(Region segmentation data)
******

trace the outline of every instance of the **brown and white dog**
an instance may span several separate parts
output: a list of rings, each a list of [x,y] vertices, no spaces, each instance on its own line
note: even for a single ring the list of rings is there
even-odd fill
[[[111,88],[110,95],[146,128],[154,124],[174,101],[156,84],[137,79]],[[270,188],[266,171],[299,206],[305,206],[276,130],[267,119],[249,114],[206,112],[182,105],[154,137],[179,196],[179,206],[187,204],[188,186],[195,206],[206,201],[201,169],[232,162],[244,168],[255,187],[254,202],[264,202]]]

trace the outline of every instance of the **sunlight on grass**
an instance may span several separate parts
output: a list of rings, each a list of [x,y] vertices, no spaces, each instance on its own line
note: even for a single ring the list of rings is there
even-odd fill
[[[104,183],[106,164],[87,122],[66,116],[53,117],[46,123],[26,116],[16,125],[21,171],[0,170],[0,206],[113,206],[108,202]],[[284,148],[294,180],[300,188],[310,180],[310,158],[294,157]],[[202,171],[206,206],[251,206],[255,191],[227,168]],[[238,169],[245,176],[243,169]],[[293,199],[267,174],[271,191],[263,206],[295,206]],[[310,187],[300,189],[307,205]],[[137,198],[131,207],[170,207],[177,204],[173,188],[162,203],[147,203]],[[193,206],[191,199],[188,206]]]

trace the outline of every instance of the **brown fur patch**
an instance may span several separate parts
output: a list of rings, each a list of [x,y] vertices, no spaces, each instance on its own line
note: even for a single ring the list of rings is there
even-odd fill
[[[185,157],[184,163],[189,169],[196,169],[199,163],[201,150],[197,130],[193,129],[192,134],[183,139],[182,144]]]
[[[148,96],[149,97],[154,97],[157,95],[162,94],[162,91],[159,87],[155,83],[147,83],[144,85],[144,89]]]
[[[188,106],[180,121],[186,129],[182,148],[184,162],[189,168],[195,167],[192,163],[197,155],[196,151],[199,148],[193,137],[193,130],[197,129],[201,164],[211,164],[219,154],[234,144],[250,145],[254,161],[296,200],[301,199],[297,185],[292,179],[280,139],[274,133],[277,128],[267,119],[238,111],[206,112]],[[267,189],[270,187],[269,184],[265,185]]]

******

- REQUIRED WORK
Repeat the listing in full, keeping every line exactly as it is.

- SOLVED PROBLEM
trace the outline of every instance of the **brown and white dog**
an instance may span several separate parts
output: a list of rings, each a list of [x,y] vertices, no spaces, each instance on its own line
note: even for a single ring the list of rings is there
even-odd fill
[[[111,88],[110,95],[146,128],[154,124],[174,101],[156,84],[137,79]],[[270,188],[266,171],[299,206],[305,206],[276,130],[267,119],[249,114],[206,112],[182,105],[154,137],[179,196],[179,206],[187,204],[188,186],[195,206],[206,201],[201,169],[232,162],[244,168],[255,187],[254,202],[264,202]]]

trace the outline of every instance of the **sunlight on grass**
an instance may span several separate parts
output: a list of rings, each a list of [x,y] vertices, no spaces, each instance on its own line
note: even for a single ring the list of rings is there
even-odd fill
[[[104,183],[106,164],[87,122],[66,116],[53,117],[46,123],[26,116],[16,125],[21,171],[0,170],[0,206],[113,206],[108,202]],[[284,148],[294,180],[300,188],[310,180],[310,158],[294,157]],[[202,171],[206,206],[251,206],[255,191],[227,168]],[[238,169],[245,176],[243,169]],[[293,199],[267,174],[271,191],[263,206],[295,206]],[[310,187],[300,189],[307,205]],[[137,198],[131,207],[170,207],[177,204],[173,188],[162,203],[147,203]],[[193,206],[191,199],[188,206]]]

trace the outline of every instance of the **brown fur patch**
an instance may span several separate parts
output: a list of rings, each a list of [x,y] vertices, no spaces, each instance on its own line
note: even for a single ring the list of rings is there
even-odd fill
[[[185,157],[184,163],[189,169],[196,169],[199,163],[201,150],[197,130],[193,129],[192,134],[183,139],[182,144]]]
[[[148,96],[149,97],[154,97],[157,95],[162,94],[162,91],[159,87],[155,83],[147,83],[144,85],[144,89]]]
[[[188,106],[180,121],[186,129],[182,148],[184,162],[189,168],[195,167],[192,163],[197,155],[196,151],[199,148],[193,137],[193,130],[197,129],[201,164],[211,164],[219,154],[234,144],[250,145],[254,161],[296,200],[301,199],[297,185],[292,179],[280,139],[274,133],[277,128],[267,119],[238,111],[206,112]],[[267,189],[270,187],[269,184],[265,185]]]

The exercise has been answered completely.